▸ **Items from a labeling collection**
* start *
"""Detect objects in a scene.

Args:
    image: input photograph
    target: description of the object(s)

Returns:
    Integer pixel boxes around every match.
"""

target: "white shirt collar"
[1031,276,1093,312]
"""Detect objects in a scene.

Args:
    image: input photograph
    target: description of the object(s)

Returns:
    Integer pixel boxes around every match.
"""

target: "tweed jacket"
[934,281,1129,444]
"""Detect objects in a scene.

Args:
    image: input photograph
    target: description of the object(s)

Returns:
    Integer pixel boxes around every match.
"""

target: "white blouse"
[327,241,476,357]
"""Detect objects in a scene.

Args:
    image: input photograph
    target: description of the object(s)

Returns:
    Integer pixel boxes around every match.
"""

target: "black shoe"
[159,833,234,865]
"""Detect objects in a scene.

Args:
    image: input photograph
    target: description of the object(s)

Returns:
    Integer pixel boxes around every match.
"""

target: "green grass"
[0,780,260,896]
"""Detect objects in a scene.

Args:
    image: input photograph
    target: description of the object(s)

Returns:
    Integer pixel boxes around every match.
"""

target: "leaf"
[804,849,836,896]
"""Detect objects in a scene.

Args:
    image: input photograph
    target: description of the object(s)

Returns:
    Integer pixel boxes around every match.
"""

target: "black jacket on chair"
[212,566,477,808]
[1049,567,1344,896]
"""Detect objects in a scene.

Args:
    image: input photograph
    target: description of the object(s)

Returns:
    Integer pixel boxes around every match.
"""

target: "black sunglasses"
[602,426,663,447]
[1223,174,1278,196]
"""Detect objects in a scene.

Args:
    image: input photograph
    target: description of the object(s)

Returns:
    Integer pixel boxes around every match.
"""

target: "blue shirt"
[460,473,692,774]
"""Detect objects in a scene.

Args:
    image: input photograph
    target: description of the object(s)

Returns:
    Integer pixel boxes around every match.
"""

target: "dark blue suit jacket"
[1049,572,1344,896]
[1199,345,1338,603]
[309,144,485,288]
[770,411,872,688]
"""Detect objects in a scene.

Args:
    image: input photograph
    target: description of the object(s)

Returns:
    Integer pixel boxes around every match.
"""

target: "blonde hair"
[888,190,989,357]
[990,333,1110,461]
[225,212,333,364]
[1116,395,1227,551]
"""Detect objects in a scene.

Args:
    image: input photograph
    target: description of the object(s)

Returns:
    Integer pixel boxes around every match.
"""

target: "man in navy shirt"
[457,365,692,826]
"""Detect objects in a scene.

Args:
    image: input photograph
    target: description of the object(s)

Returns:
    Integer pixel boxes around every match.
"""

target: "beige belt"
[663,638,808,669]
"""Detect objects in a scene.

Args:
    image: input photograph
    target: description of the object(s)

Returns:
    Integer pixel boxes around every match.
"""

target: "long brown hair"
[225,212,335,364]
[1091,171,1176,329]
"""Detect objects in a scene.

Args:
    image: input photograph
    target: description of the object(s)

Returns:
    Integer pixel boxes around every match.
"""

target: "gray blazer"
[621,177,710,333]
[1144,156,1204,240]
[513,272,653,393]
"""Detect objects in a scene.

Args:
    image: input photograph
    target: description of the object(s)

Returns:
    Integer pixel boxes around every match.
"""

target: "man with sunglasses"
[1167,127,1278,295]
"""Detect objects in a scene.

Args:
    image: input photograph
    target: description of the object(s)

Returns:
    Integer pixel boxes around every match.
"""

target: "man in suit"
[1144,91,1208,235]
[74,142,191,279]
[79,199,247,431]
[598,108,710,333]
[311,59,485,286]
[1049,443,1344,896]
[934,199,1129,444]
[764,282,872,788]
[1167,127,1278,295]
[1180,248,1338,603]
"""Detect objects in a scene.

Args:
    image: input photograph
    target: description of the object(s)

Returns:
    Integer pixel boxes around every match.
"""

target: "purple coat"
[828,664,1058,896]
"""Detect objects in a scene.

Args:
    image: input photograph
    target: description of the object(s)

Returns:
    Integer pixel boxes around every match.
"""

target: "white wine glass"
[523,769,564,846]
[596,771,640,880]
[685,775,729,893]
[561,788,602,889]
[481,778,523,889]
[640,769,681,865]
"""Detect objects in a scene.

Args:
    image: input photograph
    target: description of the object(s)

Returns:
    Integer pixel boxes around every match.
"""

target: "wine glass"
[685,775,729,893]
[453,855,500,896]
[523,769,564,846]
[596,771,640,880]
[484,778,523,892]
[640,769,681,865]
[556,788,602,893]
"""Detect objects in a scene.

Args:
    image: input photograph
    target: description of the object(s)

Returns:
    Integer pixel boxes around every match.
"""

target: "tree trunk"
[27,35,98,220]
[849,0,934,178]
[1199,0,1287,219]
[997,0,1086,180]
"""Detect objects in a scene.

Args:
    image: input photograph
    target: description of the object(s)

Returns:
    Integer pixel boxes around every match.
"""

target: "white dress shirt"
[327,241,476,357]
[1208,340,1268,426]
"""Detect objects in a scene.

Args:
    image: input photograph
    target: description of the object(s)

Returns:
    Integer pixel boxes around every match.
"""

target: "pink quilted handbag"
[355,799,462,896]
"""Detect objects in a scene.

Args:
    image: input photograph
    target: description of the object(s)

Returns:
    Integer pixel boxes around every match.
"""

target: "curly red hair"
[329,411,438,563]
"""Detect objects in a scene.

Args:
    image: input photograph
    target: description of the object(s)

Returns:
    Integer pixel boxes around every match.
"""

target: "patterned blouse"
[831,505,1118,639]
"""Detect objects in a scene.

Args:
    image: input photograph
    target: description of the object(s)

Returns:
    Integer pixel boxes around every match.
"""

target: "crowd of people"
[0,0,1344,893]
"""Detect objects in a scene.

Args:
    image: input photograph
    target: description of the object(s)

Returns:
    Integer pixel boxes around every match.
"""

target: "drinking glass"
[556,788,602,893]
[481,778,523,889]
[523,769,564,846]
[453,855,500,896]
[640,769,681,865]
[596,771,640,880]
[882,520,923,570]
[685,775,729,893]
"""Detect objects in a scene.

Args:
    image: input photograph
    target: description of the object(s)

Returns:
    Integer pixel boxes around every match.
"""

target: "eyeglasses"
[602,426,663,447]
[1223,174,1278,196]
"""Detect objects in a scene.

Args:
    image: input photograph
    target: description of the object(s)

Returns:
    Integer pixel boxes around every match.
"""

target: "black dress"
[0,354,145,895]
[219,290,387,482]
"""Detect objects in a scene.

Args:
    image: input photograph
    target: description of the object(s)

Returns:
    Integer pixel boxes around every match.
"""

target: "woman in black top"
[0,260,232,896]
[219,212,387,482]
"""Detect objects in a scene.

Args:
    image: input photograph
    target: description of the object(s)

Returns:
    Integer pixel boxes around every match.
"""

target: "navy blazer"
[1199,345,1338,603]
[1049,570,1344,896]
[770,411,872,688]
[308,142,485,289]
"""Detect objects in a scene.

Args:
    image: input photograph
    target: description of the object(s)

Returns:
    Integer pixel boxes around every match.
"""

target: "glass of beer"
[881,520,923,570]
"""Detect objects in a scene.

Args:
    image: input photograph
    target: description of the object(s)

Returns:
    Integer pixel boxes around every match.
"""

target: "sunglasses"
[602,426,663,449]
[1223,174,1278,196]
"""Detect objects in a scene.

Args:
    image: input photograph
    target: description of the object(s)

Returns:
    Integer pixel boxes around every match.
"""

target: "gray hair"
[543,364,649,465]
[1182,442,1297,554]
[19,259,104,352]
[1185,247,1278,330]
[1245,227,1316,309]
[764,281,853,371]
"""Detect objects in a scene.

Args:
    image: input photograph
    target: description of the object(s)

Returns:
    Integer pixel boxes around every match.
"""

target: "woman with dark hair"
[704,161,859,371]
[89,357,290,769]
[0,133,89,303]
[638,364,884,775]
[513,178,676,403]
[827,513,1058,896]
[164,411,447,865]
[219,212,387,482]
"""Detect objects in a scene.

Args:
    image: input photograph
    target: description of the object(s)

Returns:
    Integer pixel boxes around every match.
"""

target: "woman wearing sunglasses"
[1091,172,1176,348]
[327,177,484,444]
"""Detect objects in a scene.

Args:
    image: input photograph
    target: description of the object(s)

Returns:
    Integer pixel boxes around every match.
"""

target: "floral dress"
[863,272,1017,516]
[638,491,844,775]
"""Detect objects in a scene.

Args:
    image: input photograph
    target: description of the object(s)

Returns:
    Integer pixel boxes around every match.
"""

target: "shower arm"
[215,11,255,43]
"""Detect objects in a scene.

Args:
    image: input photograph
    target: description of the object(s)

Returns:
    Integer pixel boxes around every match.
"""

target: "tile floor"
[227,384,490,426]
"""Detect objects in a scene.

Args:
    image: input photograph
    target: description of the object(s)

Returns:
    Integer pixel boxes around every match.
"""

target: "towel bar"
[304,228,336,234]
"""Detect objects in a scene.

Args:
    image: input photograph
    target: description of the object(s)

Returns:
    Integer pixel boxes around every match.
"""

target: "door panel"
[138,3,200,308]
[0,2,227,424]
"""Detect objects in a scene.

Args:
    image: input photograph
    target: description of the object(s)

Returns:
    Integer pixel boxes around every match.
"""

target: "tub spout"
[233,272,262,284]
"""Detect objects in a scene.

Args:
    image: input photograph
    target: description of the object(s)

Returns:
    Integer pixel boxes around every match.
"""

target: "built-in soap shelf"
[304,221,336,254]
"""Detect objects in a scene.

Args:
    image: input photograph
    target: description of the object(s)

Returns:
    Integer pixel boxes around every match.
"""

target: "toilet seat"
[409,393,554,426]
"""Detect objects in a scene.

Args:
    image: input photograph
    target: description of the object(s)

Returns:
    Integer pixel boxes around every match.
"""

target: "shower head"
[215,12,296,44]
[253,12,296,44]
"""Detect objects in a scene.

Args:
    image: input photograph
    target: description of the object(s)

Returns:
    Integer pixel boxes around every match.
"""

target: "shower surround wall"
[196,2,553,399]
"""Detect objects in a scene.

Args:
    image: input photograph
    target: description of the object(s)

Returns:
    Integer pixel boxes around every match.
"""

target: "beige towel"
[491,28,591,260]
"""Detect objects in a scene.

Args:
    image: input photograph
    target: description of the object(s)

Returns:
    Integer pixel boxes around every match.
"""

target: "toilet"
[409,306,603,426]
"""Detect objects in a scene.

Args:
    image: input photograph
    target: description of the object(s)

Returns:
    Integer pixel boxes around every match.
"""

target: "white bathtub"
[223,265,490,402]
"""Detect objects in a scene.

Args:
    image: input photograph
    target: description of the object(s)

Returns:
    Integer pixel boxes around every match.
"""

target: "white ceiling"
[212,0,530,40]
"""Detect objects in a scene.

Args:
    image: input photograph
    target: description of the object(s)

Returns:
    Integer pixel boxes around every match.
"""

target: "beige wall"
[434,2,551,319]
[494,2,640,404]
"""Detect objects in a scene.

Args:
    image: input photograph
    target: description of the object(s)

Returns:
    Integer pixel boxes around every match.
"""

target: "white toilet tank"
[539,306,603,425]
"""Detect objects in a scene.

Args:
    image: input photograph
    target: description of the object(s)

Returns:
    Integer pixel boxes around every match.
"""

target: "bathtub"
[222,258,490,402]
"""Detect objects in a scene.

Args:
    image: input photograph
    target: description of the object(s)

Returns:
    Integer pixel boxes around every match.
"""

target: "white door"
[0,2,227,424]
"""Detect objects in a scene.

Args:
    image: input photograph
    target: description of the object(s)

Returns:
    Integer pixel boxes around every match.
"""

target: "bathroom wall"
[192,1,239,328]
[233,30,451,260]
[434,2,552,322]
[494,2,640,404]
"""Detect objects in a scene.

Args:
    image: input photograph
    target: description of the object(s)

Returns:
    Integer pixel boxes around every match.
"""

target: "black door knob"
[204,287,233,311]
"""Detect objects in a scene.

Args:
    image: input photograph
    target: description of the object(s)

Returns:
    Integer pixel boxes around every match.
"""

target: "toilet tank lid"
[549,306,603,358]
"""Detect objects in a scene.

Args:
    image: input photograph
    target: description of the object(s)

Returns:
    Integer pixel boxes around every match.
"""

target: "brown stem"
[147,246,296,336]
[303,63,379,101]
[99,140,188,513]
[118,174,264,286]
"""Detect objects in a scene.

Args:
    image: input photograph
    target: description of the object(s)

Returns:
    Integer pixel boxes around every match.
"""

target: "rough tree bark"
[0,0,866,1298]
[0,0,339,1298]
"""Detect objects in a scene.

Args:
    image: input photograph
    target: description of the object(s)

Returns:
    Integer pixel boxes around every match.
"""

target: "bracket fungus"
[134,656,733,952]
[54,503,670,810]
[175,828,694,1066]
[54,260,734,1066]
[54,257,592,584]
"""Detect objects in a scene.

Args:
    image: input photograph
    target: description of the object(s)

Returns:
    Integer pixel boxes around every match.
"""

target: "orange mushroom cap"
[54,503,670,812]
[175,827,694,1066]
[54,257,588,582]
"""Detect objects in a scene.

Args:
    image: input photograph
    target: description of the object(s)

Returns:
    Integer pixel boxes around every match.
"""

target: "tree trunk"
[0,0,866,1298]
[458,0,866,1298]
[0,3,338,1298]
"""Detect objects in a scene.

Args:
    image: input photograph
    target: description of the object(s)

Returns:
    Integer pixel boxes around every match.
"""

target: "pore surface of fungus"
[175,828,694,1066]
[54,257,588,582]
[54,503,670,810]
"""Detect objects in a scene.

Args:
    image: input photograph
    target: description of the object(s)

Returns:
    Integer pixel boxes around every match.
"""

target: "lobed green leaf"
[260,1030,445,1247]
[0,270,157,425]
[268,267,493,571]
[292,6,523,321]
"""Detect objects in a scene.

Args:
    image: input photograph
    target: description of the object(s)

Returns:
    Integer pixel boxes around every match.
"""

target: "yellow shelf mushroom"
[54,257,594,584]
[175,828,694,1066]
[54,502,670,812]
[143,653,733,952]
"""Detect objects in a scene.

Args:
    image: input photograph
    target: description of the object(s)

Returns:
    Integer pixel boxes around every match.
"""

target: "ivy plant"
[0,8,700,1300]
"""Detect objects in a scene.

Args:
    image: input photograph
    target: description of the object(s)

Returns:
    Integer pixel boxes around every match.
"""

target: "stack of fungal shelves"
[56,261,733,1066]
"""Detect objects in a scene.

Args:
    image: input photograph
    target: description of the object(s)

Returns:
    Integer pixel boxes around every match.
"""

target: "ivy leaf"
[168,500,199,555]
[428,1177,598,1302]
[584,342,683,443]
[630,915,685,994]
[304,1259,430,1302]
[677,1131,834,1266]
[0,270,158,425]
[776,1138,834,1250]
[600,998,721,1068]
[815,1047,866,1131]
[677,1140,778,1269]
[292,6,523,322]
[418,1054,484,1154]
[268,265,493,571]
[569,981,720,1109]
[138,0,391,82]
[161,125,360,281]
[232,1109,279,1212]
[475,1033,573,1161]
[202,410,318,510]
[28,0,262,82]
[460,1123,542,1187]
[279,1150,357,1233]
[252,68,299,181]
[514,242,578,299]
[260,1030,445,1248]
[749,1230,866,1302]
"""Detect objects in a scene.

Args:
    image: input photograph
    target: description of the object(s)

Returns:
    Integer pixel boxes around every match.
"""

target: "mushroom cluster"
* end *
▸ **Your objective**
Please repeat the lines from the start through the line containing "[1031,276,1093,312]", substituting "Rounded" for "Integer" and keeping everything else the same.

▸ **Task output**
"""Detect objects in a scene.

Args:
    image: input photograph
    target: description of the object(s)

Returns:
    Rounded pixel boxes around every match.
"""

target: "white shirt collar"
[1031,276,1093,312]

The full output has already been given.